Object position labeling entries
[start]

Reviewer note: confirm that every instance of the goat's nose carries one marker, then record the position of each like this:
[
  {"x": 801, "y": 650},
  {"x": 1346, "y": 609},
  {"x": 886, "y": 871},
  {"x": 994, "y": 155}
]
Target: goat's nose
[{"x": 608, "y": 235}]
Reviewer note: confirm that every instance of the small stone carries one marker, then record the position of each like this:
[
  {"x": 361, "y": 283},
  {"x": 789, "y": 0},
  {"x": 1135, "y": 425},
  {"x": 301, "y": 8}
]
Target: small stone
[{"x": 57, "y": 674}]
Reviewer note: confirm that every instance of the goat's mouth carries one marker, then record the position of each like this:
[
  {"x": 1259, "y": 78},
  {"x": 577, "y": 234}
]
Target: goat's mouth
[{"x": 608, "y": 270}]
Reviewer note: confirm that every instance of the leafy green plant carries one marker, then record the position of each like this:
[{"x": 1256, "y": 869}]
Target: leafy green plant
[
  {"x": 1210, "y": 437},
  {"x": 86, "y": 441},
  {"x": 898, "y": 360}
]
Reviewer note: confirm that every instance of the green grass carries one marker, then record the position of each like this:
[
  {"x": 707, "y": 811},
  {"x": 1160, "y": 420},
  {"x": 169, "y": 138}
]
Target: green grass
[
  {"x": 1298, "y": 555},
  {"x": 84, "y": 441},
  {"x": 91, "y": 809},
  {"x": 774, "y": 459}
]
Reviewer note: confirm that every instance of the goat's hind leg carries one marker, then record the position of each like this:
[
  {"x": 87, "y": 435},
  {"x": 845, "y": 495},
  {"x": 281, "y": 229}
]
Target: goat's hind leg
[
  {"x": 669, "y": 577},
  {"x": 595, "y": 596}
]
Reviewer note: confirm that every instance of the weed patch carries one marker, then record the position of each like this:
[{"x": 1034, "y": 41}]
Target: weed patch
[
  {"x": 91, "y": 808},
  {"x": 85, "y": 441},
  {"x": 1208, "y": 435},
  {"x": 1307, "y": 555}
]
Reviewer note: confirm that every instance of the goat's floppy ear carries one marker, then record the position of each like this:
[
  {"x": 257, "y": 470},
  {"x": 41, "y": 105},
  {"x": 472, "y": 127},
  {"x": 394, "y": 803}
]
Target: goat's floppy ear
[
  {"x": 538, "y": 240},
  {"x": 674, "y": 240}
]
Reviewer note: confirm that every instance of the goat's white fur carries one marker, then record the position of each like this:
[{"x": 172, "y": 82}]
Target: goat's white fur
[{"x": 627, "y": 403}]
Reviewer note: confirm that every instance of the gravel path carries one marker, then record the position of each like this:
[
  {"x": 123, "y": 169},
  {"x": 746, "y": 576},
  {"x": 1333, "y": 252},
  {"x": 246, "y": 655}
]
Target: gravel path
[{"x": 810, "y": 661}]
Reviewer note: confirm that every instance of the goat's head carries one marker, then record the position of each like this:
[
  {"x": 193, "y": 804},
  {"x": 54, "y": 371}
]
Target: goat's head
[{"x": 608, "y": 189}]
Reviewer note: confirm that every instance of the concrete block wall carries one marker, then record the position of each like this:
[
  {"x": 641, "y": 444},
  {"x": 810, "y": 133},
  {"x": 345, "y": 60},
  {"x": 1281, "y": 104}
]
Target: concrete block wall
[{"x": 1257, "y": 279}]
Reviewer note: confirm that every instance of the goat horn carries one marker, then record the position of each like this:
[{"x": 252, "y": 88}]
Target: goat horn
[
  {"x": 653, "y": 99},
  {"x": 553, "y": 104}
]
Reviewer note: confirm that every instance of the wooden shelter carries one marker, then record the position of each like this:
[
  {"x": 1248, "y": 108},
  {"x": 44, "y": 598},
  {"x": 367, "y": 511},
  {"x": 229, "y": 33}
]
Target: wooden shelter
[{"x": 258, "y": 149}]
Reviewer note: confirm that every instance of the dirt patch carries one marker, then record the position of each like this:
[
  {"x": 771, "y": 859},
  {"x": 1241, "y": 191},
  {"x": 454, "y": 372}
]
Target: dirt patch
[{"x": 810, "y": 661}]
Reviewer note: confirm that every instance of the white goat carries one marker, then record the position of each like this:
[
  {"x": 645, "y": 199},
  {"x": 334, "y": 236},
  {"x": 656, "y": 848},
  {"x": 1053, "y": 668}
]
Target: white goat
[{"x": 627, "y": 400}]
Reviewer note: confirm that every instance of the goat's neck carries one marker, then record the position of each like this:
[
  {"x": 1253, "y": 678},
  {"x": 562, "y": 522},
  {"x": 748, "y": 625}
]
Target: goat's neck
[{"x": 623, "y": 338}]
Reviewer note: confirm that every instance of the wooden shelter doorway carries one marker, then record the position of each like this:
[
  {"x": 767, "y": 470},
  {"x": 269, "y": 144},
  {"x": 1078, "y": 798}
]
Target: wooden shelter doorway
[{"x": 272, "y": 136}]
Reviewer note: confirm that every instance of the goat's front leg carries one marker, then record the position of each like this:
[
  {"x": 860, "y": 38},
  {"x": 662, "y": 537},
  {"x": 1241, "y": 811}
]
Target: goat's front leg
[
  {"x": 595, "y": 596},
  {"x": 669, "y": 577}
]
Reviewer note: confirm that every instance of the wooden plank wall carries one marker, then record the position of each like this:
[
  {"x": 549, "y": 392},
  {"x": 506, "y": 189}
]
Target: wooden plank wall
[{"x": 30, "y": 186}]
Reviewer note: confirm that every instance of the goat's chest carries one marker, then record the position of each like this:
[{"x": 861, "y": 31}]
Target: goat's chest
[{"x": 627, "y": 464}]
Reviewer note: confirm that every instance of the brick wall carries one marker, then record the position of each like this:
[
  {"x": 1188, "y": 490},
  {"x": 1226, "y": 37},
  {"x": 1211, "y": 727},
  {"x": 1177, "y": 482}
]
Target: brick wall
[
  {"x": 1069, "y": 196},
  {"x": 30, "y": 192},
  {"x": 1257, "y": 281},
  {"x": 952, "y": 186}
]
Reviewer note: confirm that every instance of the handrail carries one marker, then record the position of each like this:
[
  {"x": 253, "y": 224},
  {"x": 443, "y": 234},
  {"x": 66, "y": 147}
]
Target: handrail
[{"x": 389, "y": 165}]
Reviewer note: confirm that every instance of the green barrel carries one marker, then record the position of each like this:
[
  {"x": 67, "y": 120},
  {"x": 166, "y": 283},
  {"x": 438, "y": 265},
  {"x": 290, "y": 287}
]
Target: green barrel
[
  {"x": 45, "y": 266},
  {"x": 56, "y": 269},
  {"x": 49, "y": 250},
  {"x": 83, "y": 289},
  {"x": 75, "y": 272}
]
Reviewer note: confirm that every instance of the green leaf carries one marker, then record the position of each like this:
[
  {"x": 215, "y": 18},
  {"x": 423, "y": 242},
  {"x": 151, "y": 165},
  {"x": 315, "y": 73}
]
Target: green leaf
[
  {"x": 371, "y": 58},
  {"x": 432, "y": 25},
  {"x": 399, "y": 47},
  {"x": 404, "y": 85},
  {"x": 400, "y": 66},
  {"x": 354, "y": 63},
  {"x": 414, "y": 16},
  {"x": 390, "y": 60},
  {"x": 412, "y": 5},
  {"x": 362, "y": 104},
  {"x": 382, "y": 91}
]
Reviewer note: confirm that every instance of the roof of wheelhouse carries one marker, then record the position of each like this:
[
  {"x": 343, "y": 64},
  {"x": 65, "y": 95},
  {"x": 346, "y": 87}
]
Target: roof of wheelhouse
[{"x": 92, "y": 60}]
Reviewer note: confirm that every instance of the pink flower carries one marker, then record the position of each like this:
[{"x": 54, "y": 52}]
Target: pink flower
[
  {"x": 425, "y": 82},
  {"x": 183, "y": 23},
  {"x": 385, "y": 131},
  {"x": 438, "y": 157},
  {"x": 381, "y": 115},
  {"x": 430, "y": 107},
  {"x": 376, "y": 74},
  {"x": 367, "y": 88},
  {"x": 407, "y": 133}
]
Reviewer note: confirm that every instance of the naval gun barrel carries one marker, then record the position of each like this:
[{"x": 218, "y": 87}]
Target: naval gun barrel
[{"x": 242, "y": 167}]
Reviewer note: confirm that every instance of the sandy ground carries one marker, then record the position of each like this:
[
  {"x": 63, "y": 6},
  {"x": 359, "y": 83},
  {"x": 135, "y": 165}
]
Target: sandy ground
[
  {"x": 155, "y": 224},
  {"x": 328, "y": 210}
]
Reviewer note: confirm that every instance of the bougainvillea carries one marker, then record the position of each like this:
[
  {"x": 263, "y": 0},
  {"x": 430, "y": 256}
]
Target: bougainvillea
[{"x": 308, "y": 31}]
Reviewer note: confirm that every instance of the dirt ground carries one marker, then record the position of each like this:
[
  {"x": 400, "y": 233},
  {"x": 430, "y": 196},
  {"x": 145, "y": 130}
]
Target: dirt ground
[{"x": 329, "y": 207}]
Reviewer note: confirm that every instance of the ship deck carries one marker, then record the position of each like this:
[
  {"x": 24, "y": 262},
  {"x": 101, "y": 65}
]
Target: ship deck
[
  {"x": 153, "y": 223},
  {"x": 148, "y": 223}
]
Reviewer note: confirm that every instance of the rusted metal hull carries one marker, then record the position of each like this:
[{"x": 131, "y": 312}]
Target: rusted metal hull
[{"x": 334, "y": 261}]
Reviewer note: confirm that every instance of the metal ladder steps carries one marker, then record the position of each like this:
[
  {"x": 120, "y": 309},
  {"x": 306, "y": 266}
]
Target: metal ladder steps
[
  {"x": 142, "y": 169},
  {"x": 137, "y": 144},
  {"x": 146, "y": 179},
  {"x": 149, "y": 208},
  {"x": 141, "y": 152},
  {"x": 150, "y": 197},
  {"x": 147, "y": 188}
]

[end]

## Task description
Starting at the line that contains "Reviewer note: confirm that every instance of the dirt ground", retype each line through the end of the listing above and nothing else.

## Solved exercise
Reviewer note: confirm that every instance of the dirt ground carries one marker, then record the position of each like this:
[
  {"x": 400, "y": 233},
  {"x": 430, "y": 196},
  {"x": 145, "y": 130}
]
Target: dirt ground
[{"x": 329, "y": 207}]
Reviewer note: confirm that every instance of the ship deck carries one marker, then record the position of each like this:
[
  {"x": 24, "y": 262},
  {"x": 101, "y": 65}
]
Target: ship deck
[
  {"x": 153, "y": 223},
  {"x": 148, "y": 223}
]
Reviewer note: confirm that every instance of the rusted metal hull carries one marker, then record the position of each like this:
[{"x": 131, "y": 312}]
Target: rusted metal hull
[{"x": 334, "y": 261}]
Reviewer note: confirm that every instance of the metal ladder steps carries one marker, then record the position of each like this:
[
  {"x": 120, "y": 309},
  {"x": 306, "y": 266}
]
Target: metal ladder steps
[
  {"x": 142, "y": 169},
  {"x": 137, "y": 144},
  {"x": 146, "y": 179},
  {"x": 149, "y": 208},
  {"x": 141, "y": 152},
  {"x": 150, "y": 197},
  {"x": 147, "y": 188}
]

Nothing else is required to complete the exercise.